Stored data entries
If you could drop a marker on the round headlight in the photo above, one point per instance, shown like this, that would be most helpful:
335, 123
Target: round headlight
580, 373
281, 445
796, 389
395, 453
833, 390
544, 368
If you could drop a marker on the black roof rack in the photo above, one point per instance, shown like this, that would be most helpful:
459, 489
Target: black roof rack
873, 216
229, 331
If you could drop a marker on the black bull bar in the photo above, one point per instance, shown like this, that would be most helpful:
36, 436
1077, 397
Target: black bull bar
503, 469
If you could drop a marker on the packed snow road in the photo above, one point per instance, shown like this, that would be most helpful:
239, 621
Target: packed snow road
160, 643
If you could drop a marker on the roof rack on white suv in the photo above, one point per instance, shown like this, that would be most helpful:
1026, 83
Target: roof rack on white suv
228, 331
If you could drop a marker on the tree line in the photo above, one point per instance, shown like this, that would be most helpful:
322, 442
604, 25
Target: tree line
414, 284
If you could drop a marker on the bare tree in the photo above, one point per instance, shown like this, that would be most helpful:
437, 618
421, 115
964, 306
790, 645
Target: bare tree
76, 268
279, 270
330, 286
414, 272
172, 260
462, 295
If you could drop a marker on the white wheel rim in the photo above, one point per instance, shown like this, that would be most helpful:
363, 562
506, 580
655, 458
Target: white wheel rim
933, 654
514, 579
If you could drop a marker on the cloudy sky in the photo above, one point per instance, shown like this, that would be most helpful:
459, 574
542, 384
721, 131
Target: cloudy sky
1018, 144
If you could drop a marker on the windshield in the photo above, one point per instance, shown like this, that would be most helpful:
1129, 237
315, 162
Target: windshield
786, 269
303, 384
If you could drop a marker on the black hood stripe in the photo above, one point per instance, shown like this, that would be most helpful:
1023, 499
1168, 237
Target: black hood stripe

== EXERCISE DETAILS ==
Using the listing above, retype each line exactly.

== ANSWER IN FULL ==
If you could drop a marker on the round headlight in the photo above, one point per instance, shown like this, that would be most helpful:
335, 123
Target: round headlight
580, 373
281, 445
796, 389
395, 453
833, 390
544, 368
If you could drop a marker on the black roof rack in the photo above, one point per instance, shown like this, that would be most helpful:
459, 489
Target: black roof rack
873, 216
229, 331
If you could drop a marker on the black bull bar in the photo above, one point per instance, shown like this, that would be most helpful:
36, 436
1077, 397
Target: black bull bar
503, 469
If you could drop a marker on the packed snow road in the photo above, one point per instance, shown like this, that would be most helpful:
239, 621
Target: packed snow road
160, 643
If you could drop a marker on the roof rack on white suv in the photo above, one point per instance, shown like this, that would be most helpful:
1026, 83
Target: roof rack on white suv
228, 331
If you could drop a marker on the tree line in the photo above, one point per instance, shown like this, that would be most helpful:
322, 442
604, 25
Target: tree line
414, 284
If you could drop a marker on the bare tree in the photo above, one point per instance, shown like this, that would be most helpful:
437, 618
421, 115
964, 306
790, 645
Target: bare tree
76, 268
279, 270
330, 286
414, 272
172, 260
462, 295
If you could drop a marker on the white wheel rim in the photo above, one point per instance, shown like this, that would be most helpful:
363, 562
506, 580
655, 458
Target: white wheel rim
933, 654
514, 579
If you could drop a marker on the cloudy sky in the photo above, one point per instance, shown like this, that would be most helpful:
459, 574
542, 384
721, 131
Target: cloudy sky
1018, 144
If you could drop a marker on the windshield in the photo above, one point per instance, shown like this, that would be most helpful:
1129, 237
315, 162
Target: windshield
786, 269
303, 384
If you could drop a marker on the black hood stripe in the photo above, one point per instance, shown like this, that would be most helpful:
1023, 499
1168, 237
Target: black hood stripe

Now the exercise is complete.